- _PROMPT_
Retype the part of the forum thread below from "It's not really" to "it to do so." without changing a word.

- _PASSAGE TO READ_
►

EDIT: I'm watching Premium BMX right now and Local Exposure Tour The golden ticket edition is up next. I just watched Etnies Grounded .

FVCK ME!!! LET golden ticket DVD is all fvcked up. WTF.

Tim


----------



## sittingduck (Apr 26, 2005)

Way to revive a 4 month old, stupid argument.


----------



## tibug (Dec 5, 2006)

sittingduck said:


> Way to revive a 4 month old, stupid argument.


Sure, you say that to me, but not ebfreerider....ass....

EDIT: Hypocrite. You revived this thread before I did...


----------



## sittingduck (Apr 26, 2005)

tibug said:


> Sure, you say that to me, but not ebfreerider....ass....
> 
> EDIT: Hypocrite. You revived this thread before I did...


Consider my comment for both of you then. And I didn't say anything about reviving the thread, I commented on the revival of the stupid argument the thread tried to devolve into.


----------



## tibug (Dec 5, 2006)

sittingduck said:


> Consider my comment for both of you then. And I didn't say anything about reviving the thread, I commented on the revival of the stupid argument the thread tried to devolve into.


Okay. But when you revived this thread you revived the argument. Besides, why are you allowed to revive a post about a movie that came out months ago and I'm not allowed to to the same with an argument, however stupid it is? Why is your opinion on a movie allowed but mine on one side of an argument is not? If anything, the bmx on mtbr subject is more timeless than any news of a new movie coming out.

I know the argument is stupid; that's what I'm trying to prove! Actually, I think it's stupider to call someone out on reviving an old thread at all...it's just dumb.

Tim


----------



## GotMojo? (Mar 25, 2004)

Can't we all get along


----------



## tibug (Dec 5, 2006)

GotMojo? said:


> Can't we all get along


It's not really the human way...unless you got some acid tabs that we can all drop together and see all the pretty colors...then we all get along.


----------



## sittingduck (Apr 26, 2005)

I bought the video and wanted to share the fact that I liked it.
I used an existing post about it to do so.
You used it as an opportunity to argue.
See the difference?
If you want retarded arguments and namecalling, try some of the BMX sites... they are full of illiterate, ignorant fools who love to piss and moan.

◄

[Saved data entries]
►

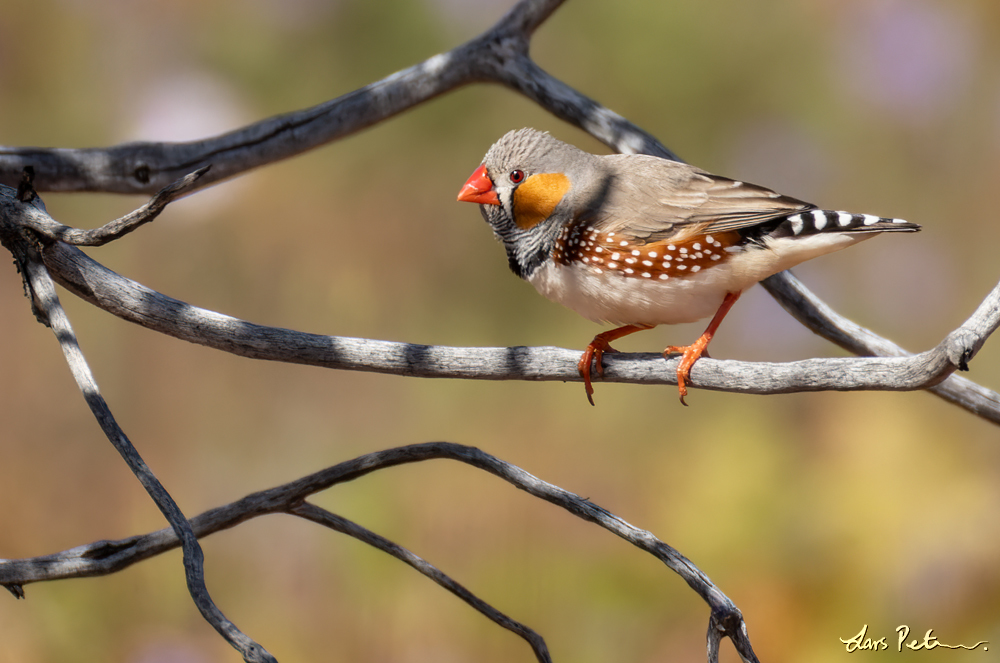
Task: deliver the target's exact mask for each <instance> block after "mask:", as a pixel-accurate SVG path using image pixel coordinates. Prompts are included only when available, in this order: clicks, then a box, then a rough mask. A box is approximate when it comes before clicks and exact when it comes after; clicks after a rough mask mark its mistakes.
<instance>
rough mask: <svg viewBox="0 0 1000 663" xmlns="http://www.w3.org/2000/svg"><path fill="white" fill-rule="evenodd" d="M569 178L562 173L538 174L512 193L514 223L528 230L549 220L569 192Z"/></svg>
mask: <svg viewBox="0 0 1000 663" xmlns="http://www.w3.org/2000/svg"><path fill="white" fill-rule="evenodd" d="M569 187H570V184H569V178H568V177H566V176H565V175H563V174H562V173H539V174H538V175H532V176H531V177H529V178H528V179H526V180H525V181H524V182H523V183H522V184H521V185H520V186H518V187H517V189H515V191H514V222H515V223H516V224H517V225H518V227H520V228H522V229H524V230H530V229H532V228H534V227H535V226H537V225H538V224H539V223H541V222H542V221H544V220H545V219H547V218H549V217H550V216H551V215H552V212H553V211H554V210H555V208H556V205H558V204H559V201H560V200H562V198H563V196H565V195H566V192H567V191H569Z"/></svg>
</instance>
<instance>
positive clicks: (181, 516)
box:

◄

- _THE COMPLETED TASK_
It's not really the human way...unless you got some acid tabs that we can all drop together and see all the pretty colors...then we all get along.


----------



## sittingduck (Apr 26, 2005)

I bought the video and wanted to share the fact that I liked it.
I used an existing post about it to do so.